■ PROBLEM TO SOLVE
If a line of the records contains the string "serving", copy it out.
======
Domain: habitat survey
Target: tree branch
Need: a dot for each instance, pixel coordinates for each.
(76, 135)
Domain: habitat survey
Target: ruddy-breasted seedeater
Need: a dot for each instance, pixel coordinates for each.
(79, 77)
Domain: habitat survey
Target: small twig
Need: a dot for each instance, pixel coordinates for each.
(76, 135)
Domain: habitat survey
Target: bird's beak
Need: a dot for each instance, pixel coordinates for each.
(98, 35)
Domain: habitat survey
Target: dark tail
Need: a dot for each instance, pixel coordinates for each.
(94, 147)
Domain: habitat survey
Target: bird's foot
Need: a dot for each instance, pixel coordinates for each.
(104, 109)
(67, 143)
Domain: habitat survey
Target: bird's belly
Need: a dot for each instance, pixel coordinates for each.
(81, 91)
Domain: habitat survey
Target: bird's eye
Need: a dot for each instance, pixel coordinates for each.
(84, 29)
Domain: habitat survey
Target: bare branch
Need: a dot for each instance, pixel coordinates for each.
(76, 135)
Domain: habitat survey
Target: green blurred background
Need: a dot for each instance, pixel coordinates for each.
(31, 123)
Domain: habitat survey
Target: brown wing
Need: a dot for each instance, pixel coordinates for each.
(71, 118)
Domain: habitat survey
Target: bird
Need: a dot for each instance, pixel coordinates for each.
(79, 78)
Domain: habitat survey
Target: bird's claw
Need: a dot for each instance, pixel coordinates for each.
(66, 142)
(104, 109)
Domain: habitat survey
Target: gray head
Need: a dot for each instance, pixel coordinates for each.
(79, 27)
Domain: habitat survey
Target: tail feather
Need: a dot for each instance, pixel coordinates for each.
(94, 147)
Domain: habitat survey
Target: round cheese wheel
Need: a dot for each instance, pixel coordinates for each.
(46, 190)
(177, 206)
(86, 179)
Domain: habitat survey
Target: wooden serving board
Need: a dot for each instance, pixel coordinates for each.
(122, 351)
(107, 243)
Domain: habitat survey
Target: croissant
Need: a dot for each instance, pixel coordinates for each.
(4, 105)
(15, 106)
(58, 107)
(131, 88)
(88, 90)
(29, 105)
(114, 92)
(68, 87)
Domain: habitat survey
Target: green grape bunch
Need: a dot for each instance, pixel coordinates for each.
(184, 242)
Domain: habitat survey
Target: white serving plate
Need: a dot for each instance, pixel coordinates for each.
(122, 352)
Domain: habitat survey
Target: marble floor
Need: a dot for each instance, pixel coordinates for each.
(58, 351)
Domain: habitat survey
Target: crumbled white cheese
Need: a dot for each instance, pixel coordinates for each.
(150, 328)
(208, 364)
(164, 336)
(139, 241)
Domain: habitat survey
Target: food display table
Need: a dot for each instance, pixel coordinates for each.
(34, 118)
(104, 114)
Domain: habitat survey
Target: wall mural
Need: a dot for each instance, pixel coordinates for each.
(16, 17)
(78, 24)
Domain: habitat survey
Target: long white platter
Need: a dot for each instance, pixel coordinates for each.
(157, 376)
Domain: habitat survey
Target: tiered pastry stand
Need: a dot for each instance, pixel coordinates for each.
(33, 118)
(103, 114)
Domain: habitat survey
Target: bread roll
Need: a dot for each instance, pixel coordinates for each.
======
■ FINAL ANSWER
Target: wooden serving board
Target: white serving plate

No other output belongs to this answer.